* _Source excerpt_:
## START
And these reasons don't get into the possibility of linguistic exploitation: relying on popular understandings of genocide predicated on the folk view (of generational rarity) to direct attention and resources to an incident whose viability as a "genocide" is only plausible under a more expansive, revisionist account.

For my part, one reason I tend to prefer the "folk" understanding is that I think it preserves a more fine-grained taxonomy for speaking about human rights abuses and atrocities. We don't lack for language to describe incidents of mass atrocity, war crimes, indiscriminate bombings, occupation, wars of aggression, and so on. Hence, it makes sense to me to reserve "genocide" for the class of cases that are incidents of full-scale, widespread, intentional targeted extermination qua extermination, which are a tiny subset of even incidents of substantial civilian suffering and death. The Holocaust, the Rwandan genocide, the Armenian genocide, the Cambodian genocide -- events such as these strike me as sufficiently different in kind from other incidents of even mass atrocity and widespread death and destruction that it's better to retain a unique term to describe them. This is particularly so given that we don't lack for a rich vocabulary to describe other forms of mass violence and atrocity such that we need to press genocide into more expansive service. 

But that assessment aside, I do think we can learn a lot by demystifying what people mean when they say "genocide", and in particular the degree to which they are intending to signify some sort of singular, once-in-a-generation evil versus something that is (sadly, horrifyingly) a more general feature of political repression and ethnic subjugation that is common around the world.
## END
* _Stored data_:
## START
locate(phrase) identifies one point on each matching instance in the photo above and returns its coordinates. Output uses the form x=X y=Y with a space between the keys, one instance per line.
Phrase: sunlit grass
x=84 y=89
## END
* _Written tasks_:
A: Condense the paragraph of the excerpt on genocide that begins "For my part, one reason I tend to prefer" into a short bulleted list that keeps its main facts.
B: Write out the passage of the excerpt on genocide that runs between "And these reasons" and "expansive, revisionist account.", inclusive, word for word.

* _Task solutions_:
A:
- The writer prefers the "folk" understanding of genocide because it preserves a more fine-grained taxonomy for discussing human rights abuses and atrocities.
- There is already ample language for mass atrocity, war crimes, indiscriminate bombings, occupation, and wars of aggression.
- "Genocide" should be reserved for full-scale, widespread, intentional targeted extermination as such. These cases are a tiny subset of even incidents of substantial civilian suffering and death.
- The Holocaust and the Rwandan, Armenian, and Cambodian genocides seem different enough in kind from other mass atrocities to warrant a unique term.
- Given that rich vocabulary, there is no need to press "genocide" into more expansive service.

B:
And these reasons don't get into the possibility of linguistic exploitation: relying on popular understandings of genocide predicated on the folk view (of generational rarity) to direct attention and resources to an incident whose viability as a "genocide" is only plausible under a more expansive, revisionist account.